• _Short task_
Extract every line of the records below and reproduce each one verbatim, with nothing changed.
---------- Entries provided ----------
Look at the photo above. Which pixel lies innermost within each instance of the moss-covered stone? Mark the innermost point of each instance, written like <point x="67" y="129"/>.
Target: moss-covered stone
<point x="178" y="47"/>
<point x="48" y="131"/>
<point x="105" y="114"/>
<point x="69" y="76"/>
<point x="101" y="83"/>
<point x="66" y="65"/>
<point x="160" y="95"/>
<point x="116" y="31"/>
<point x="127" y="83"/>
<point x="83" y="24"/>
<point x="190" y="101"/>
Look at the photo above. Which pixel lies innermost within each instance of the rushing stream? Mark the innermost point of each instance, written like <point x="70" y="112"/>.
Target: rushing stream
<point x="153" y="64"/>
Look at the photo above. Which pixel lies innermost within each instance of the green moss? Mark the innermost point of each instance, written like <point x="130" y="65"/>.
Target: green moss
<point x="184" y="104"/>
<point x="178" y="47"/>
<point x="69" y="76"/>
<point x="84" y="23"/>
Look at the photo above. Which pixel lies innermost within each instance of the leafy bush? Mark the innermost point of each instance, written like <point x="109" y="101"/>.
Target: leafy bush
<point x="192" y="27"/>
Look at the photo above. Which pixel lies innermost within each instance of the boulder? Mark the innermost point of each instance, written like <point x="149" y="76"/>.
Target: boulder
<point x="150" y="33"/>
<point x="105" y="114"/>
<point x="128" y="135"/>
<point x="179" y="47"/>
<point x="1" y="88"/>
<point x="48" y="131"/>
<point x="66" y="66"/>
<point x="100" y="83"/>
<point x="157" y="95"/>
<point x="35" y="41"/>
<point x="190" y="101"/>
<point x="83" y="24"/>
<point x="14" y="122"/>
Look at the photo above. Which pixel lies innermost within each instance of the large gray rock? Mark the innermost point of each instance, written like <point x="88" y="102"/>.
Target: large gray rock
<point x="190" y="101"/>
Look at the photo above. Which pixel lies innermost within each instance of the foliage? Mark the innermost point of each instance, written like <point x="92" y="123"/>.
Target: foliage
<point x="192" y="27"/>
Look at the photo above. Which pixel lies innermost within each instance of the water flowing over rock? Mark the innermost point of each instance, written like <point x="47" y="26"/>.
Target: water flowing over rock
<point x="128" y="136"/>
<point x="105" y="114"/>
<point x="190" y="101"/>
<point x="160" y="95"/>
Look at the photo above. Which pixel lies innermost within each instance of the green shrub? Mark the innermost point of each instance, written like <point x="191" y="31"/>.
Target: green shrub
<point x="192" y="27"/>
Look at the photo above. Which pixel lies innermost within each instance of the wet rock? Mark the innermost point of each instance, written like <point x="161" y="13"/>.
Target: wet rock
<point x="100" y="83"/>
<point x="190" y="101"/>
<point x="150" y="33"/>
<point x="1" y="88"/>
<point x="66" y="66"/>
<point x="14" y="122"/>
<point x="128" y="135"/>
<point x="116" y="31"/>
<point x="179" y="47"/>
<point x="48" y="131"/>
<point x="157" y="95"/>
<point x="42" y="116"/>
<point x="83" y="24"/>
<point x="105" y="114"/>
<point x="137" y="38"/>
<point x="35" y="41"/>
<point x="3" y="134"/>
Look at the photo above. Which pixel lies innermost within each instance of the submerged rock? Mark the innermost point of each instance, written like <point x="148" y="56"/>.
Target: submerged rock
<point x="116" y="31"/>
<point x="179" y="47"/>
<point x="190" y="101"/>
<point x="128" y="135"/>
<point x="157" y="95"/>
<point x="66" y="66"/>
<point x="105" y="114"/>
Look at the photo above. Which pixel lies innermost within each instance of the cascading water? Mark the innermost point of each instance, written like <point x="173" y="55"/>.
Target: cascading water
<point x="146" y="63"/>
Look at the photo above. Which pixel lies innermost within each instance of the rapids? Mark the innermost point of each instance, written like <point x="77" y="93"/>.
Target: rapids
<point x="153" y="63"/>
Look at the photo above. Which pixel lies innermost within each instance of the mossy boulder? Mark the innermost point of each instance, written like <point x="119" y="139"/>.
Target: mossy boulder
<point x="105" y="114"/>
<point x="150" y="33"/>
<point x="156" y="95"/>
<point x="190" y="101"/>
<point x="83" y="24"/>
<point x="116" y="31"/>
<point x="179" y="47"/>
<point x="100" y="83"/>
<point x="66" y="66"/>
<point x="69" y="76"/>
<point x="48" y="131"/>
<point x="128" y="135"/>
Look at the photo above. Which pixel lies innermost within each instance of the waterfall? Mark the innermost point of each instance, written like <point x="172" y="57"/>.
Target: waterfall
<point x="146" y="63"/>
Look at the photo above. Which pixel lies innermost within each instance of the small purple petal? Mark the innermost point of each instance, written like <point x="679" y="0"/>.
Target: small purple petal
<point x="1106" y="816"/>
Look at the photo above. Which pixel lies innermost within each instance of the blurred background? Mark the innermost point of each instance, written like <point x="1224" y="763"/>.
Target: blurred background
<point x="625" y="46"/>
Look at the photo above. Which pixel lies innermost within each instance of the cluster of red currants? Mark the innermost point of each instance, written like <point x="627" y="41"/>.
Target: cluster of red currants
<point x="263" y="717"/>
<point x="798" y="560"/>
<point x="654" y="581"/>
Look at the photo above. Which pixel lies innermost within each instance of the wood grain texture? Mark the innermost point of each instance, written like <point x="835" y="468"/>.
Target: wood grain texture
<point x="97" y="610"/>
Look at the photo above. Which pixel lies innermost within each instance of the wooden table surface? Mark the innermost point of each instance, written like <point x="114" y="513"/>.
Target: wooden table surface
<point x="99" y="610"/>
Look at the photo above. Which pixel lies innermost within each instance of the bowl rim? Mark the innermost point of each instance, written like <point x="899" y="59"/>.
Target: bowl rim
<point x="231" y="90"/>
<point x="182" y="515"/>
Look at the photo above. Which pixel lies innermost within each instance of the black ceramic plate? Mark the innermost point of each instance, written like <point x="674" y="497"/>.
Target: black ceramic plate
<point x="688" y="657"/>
----------
• _Written response_
Look at the photo above. Which pixel lies innermost within each instance of the moss-covered stone? Mark the innermost point of each instance, written like <point x="67" y="129"/>.
Target: moss-covered stone
<point x="178" y="47"/>
<point x="48" y="131"/>
<point x="105" y="114"/>
<point x="69" y="76"/>
<point x="101" y="83"/>
<point x="66" y="65"/>
<point x="160" y="95"/>
<point x="116" y="31"/>
<point x="127" y="83"/>
<point x="83" y="24"/>
<point x="190" y="101"/>
Look at the photo above. Which pixel lies innermost within each instance of the rushing stream? Mark the innermost point of each instance, written like <point x="70" y="112"/>.
Target: rushing stream
<point x="153" y="64"/>
Look at the photo above. Which pixel lies innermost within each instance of the green moss? Mark the innermost point of each instance, written like <point x="130" y="65"/>.
Target: green moss
<point x="184" y="104"/>
<point x="178" y="47"/>
<point x="69" y="76"/>
<point x="84" y="23"/>
Look at the photo above. Which pixel lies innermost within each instance of the leafy bush? Mark the innermost point of each instance, written like <point x="109" y="101"/>.
Target: leafy bush
<point x="192" y="27"/>
Look at the photo above. Which pixel lies innermost within each instance of the boulder? Mark the innermost point of each instance, written like <point x="149" y="76"/>.
Target: boulder
<point x="150" y="33"/>
<point x="105" y="114"/>
<point x="128" y="135"/>
<point x="179" y="47"/>
<point x="1" y="88"/>
<point x="48" y="131"/>
<point x="66" y="66"/>
<point x="100" y="83"/>
<point x="157" y="95"/>
<point x="35" y="41"/>
<point x="190" y="101"/>
<point x="83" y="24"/>
<point x="14" y="122"/>
Look at the photo above. Which pixel lies innermost within each instance of the large gray rock? Mark the innermost point of each instance, written like <point x="88" y="102"/>.
Target: large gray rock
<point x="190" y="101"/>
Look at the photo above. Which pixel lies innermost within each instance of the foliage? Mark the innermost point of each instance, written like <point x="92" y="123"/>.
Target: foliage
<point x="192" y="27"/>
Look at the photo above. Which pixel lies innermost within each instance of the water flowing over rock? Mark the innermost point of each instance, written like <point x="47" y="26"/>.
Target: water flowing over rock
<point x="128" y="136"/>
<point x="105" y="114"/>
<point x="190" y="101"/>
<point x="160" y="95"/>
Look at the photo above. Which pixel lies innermost within each instance of the green shrub? Mark the innermost point of each instance, written like <point x="191" y="31"/>.
Target: green shrub
<point x="192" y="27"/>
Look at the photo above. Which pixel lies innermost within each instance of the wet rock? Mark the innermost point of each instance, written like <point x="161" y="13"/>.
Target: wet rock
<point x="100" y="83"/>
<point x="190" y="101"/>
<point x="150" y="33"/>
<point x="1" y="88"/>
<point x="66" y="66"/>
<point x="14" y="122"/>
<point x="128" y="135"/>
<point x="116" y="31"/>
<point x="179" y="47"/>
<point x="48" y="131"/>
<point x="157" y="95"/>
<point x="42" y="116"/>
<point x="83" y="24"/>
<point x="105" y="114"/>
<point x="137" y="38"/>
<point x="35" y="41"/>
<point x="3" y="134"/>
Look at the photo above. Which pixel lies innermost within each instance of the submerged rock? Mark the innermost point of each instance, written like <point x="148" y="56"/>.
Target: submerged rock
<point x="116" y="31"/>
<point x="179" y="47"/>
<point x="190" y="101"/>
<point x="128" y="135"/>
<point x="157" y="95"/>
<point x="66" y="66"/>
<point x="105" y="114"/>
Look at the photo above. Which pixel lies innermost within each instance of the cascading water? Mark the innermost point of each instance, written like <point x="173" y="55"/>.
Target: cascading water
<point x="146" y="63"/>
Look at the photo above. Which pixel lies innermost within each instance of the rapids? Mark the innermost point of each instance, written like <point x="77" y="93"/>.
Target: rapids
<point x="153" y="63"/>
Look at the photo above. Which pixel lies innermost within each instance of the mossy boulder? Mark the innermost point of each instance, written like <point x="119" y="139"/>.
Target: mossy boulder
<point x="105" y="114"/>
<point x="150" y="33"/>
<point x="156" y="95"/>
<point x="190" y="101"/>
<point x="83" y="24"/>
<point x="116" y="31"/>
<point x="179" y="47"/>
<point x="100" y="83"/>
<point x="66" y="66"/>
<point x="69" y="76"/>
<point x="48" y="131"/>
<point x="128" y="135"/>
Look at the photo above. Which pixel lies innermost within each instance of the waterfall? Mark the innermost point of each instance, written like <point x="172" y="57"/>.
Target: waterfall
<point x="146" y="63"/>
Look at the photo above. Which pixel lies innermost within each instance of the small purple petal? Mark the innermost point of each instance, written like <point x="679" y="0"/>.
Target: small purple petal
<point x="1106" y="816"/>
Look at the photo above. Which pixel lies innermost within each instance of the blurred background? Mark the innermost point of each instance, written like <point x="1224" y="763"/>.
Target: blurred background
<point x="625" y="46"/>
Look at the photo above. Which pixel lies innermost within each instance of the cluster of red currants? Mark the innermost point of each instance, written like <point x="627" y="41"/>.
Target: cluster of red currants
<point x="263" y="717"/>
<point x="798" y="560"/>
<point x="654" y="581"/>
Look at the photo above. Which pixel lies innermost within each instance of the wood grain texture? Mark the innermost point of each instance, written like <point x="835" y="468"/>.
Target: wood grain texture
<point x="97" y="610"/>
Look at the photo above. Which pixel lies innermost within each instance of the wooden table surface? Mark the innermost point of each instance, written like <point x="114" y="513"/>.
Target: wooden table surface
<point x="99" y="610"/>
Look at the photo above. Which pixel lies innermost within each instance of the bowl rim? Mark the innermost point of each instance, written like <point x="899" y="59"/>.
Target: bowl rim
<point x="231" y="90"/>
<point x="182" y="515"/>
Look at the photo above. Which pixel lies innermost within each instance of the black ceramic plate? Mark the innermost point of each instance, written like <point x="674" y="497"/>.
Target: black ceramic plate
<point x="688" y="657"/>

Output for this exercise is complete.